• Short exercise A: Return every line of the entries below that contains the string "suit", matching case exactly.

Re: [PATCH v3 31/35] lib: add memory allocations report in show_mem()
From: Kent Overstreet
Date: Thu Feb 15 2024 - 19:33:36 EST
On Thu, Feb 15, 2024 at 07:21:41PM -0500, Steven Rostedt wrote:
> On Thu, 15 Feb 2024 18:51:41 -0500
> Kent Overstreet <kent.overstreet@xxxxxxxxx> wrote:
>
> > Most of that is data (505024), not text (68582, or 66k).
> >
>
> And the 4K extra would have been data too.
"It's not that much" isn't an argument for being wasteful.
> > The data is mostly the alloc tags themselves (one per allocation
> > callsite, and you compiled the entire kernel), so that's expected.
> >
> > Of the text, a lot of that is going to be slowpath stuff - module load
> > and unload hooks, formatt and printing the output, other assorted bits.
> >
> > Then there's Allocation and deallocating obj extensions vectors - not
> > slowpath but not super fast path, not every allocation.

• Provided records:
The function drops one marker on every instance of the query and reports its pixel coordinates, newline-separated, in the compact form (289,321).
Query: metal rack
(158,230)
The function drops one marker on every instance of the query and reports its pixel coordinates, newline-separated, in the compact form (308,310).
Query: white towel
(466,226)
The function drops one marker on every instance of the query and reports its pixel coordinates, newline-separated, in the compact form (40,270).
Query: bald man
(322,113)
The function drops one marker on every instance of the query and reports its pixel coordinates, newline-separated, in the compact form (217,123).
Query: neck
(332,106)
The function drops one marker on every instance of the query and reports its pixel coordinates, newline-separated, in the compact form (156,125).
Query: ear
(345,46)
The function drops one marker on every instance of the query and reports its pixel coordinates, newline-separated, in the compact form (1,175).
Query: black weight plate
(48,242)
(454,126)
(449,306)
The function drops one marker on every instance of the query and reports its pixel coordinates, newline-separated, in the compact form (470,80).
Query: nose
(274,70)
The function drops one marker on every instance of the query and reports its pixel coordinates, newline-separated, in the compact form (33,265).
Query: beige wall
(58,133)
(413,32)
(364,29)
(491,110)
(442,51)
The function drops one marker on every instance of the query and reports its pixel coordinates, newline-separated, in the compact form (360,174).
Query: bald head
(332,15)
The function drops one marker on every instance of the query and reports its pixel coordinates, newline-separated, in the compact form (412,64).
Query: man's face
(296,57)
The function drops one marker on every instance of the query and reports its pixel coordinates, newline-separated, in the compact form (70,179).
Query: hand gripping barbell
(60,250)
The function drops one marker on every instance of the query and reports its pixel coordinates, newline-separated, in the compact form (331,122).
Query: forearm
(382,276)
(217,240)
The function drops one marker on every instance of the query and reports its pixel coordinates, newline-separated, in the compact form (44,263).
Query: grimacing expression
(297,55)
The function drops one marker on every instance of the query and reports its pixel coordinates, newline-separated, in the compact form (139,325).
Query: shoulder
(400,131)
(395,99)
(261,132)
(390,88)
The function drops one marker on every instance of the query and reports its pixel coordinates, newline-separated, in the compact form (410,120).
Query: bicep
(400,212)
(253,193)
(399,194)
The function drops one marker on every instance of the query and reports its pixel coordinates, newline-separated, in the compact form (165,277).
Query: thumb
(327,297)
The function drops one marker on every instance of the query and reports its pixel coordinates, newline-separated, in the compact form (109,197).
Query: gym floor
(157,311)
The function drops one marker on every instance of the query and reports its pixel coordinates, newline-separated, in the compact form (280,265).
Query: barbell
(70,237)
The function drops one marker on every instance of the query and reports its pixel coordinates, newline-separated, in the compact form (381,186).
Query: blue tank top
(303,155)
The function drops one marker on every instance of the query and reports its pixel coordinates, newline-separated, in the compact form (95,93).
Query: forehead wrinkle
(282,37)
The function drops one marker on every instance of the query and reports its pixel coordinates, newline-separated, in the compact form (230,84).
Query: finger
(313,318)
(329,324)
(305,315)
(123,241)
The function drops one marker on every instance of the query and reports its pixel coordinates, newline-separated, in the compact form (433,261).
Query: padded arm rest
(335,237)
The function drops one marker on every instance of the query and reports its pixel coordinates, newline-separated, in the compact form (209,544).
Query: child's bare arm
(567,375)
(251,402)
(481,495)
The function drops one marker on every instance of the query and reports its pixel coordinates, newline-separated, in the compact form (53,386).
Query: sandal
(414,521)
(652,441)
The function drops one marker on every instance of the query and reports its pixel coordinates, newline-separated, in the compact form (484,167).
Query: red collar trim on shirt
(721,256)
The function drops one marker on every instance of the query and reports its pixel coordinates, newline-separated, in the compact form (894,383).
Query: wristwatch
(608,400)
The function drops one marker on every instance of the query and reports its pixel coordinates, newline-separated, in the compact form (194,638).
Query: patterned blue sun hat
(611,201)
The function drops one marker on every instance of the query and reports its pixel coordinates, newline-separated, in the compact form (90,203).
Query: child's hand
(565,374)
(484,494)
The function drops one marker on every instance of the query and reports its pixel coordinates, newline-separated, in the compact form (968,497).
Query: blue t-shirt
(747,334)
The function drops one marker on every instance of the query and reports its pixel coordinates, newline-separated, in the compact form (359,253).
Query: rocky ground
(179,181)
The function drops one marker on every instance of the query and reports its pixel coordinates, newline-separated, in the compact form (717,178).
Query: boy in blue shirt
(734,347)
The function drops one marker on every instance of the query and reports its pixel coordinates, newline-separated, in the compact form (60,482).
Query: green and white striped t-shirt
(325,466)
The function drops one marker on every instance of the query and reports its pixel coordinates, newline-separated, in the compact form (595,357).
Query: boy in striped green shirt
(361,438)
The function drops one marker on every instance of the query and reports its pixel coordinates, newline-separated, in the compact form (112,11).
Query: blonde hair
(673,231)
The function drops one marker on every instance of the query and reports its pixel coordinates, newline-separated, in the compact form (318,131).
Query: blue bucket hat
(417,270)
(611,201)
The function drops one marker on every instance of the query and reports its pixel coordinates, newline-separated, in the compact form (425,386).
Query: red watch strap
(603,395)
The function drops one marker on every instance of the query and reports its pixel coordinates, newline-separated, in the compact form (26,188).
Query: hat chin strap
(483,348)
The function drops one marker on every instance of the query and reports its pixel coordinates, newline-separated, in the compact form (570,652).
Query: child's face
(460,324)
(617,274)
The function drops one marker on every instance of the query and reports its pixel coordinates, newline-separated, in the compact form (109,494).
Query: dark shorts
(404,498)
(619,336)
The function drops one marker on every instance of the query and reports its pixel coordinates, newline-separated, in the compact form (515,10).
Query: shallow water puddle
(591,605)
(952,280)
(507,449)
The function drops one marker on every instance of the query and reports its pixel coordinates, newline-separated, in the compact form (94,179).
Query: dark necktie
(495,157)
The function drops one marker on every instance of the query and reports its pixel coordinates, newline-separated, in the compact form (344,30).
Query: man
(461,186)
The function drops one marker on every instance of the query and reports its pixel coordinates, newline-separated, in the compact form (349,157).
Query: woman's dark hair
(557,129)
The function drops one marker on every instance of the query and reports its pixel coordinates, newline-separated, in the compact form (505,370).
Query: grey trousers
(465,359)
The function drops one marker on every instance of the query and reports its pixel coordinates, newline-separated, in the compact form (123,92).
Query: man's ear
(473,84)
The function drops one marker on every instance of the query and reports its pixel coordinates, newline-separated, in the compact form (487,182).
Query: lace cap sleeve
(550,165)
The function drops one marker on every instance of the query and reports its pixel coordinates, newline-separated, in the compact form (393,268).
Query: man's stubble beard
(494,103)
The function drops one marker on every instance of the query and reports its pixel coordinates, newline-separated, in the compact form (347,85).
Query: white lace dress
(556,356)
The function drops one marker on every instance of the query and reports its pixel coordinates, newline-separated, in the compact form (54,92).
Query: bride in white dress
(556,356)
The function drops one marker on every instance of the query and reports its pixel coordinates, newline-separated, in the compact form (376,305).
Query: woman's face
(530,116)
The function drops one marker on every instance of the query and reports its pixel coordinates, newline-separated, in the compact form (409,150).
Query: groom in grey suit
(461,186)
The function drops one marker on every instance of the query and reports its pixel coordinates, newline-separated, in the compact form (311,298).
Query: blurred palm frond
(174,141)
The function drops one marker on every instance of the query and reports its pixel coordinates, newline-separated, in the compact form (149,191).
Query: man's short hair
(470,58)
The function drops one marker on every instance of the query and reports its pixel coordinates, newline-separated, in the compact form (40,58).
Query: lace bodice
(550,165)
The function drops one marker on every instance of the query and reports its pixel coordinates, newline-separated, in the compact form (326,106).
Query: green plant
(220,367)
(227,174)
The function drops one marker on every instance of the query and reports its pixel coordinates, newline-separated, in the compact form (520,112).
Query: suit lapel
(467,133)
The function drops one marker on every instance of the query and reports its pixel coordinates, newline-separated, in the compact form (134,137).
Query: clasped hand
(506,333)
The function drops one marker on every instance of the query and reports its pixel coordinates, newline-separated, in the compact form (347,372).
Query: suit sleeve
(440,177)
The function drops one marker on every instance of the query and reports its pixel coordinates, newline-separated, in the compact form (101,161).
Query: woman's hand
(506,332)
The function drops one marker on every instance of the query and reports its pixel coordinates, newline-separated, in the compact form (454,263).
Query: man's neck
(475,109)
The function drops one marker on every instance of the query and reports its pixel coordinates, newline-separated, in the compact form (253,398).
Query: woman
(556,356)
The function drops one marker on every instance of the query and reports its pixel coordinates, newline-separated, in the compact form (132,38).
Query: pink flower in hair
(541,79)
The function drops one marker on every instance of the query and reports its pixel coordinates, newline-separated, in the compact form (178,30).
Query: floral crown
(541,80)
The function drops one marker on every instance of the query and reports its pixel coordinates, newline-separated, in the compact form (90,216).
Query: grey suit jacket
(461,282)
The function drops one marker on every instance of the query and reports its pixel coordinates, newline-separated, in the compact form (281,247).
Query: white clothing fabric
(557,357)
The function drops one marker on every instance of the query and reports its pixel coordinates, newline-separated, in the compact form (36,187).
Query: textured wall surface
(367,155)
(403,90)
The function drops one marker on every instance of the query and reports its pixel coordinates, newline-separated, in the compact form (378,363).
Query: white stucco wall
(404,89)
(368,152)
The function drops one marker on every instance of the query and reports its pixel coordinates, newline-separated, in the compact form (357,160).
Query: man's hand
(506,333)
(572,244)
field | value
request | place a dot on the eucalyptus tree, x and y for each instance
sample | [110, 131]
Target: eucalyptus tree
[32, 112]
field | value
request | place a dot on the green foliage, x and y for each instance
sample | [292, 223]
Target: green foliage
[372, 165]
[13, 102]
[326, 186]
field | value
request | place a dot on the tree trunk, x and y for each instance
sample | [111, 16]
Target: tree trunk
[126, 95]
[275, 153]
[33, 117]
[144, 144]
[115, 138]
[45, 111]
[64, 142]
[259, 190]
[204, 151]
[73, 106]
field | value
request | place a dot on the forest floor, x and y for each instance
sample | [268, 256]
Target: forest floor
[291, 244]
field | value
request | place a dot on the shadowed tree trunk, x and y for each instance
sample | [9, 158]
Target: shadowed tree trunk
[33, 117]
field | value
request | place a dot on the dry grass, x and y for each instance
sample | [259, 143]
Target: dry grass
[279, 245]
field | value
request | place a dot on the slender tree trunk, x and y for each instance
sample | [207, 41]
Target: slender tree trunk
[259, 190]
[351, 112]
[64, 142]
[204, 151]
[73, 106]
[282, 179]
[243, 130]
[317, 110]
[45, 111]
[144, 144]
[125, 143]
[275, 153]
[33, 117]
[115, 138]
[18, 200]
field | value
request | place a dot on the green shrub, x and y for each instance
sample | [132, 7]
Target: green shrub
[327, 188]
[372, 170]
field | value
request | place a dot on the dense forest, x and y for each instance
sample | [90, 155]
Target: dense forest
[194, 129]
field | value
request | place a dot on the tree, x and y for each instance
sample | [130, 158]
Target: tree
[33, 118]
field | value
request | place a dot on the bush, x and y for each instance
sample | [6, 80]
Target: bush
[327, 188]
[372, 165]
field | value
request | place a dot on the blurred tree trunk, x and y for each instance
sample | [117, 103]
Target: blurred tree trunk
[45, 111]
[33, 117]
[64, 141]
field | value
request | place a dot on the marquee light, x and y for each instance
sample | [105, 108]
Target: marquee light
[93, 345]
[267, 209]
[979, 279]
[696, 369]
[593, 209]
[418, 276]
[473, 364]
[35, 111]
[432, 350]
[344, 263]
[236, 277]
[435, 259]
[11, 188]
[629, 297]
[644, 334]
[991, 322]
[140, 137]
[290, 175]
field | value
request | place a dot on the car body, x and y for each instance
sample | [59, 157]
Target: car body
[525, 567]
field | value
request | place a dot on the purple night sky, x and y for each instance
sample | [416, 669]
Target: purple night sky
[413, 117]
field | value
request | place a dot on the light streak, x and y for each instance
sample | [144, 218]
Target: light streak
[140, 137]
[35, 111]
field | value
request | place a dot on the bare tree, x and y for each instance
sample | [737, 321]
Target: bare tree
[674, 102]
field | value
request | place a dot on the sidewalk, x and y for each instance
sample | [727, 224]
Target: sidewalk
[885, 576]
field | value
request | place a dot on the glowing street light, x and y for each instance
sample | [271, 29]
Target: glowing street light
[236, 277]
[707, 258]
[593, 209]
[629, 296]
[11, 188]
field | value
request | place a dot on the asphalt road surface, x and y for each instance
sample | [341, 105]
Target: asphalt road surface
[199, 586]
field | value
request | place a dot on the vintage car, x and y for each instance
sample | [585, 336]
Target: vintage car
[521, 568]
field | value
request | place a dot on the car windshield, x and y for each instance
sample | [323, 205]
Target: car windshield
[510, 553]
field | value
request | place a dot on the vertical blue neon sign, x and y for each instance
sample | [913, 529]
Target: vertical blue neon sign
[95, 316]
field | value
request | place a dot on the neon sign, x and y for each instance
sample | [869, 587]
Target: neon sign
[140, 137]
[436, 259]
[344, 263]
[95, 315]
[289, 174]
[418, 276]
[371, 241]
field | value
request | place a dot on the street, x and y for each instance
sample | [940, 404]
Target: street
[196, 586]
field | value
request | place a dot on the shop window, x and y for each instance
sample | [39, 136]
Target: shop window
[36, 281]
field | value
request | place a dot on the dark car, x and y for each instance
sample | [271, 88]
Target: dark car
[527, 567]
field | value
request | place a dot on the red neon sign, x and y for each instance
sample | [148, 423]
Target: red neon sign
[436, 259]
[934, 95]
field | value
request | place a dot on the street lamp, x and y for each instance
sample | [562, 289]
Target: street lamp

• Short exercise B: Write what comes next in the mailing-list reply about the memory allocation report patch, picking up after its last line.

• Written answer A:
Query: groom in grey suit
Query: suit lapel
Query: suit sleeve
Query: grey suit jacket

• Written answer B:
> >
> > The fastpath instruction count overhead is pretty small
> > - actually doing the accounting - the core of slub.c, page_alloc.c,
> > percpu.c
> > - setting/restoring the alloc tag: this is overhead we add to every
> > allocation callsite, so it's the most relevant - but it's just a few
> > instructions.
> >
> > So that's the breakdown. Definitely not zero overhead, but that fixed
> > memory overhead (and additionally, the percpu counters) is the price we
> > pay for very low runtime CPU overhead.
>
> But where are the benchmarks that are not micro-benchmarks. How much
> overhead does this cause to those? Is it in the noise, or is it noticeable?
Microbenchmarks are how we magnify the effect of a change like this to
the most we'll ever see. Barring cache effects, it'll be in the noise.
Cache effects are a concern here because we're now touching task_struct
in the allocation fast path; that is where the
"compiled-in-but-turned-off" overhead comes from, because we can't add
static keys for that code without doubling the amount of icache
footprint, and I don't think that would be a great tradeoff.
So: if your code has fastpath allocations where the hot part of
task_struct isn't in cache, then this will be noticeable overhead to
you, otherwise it won't be.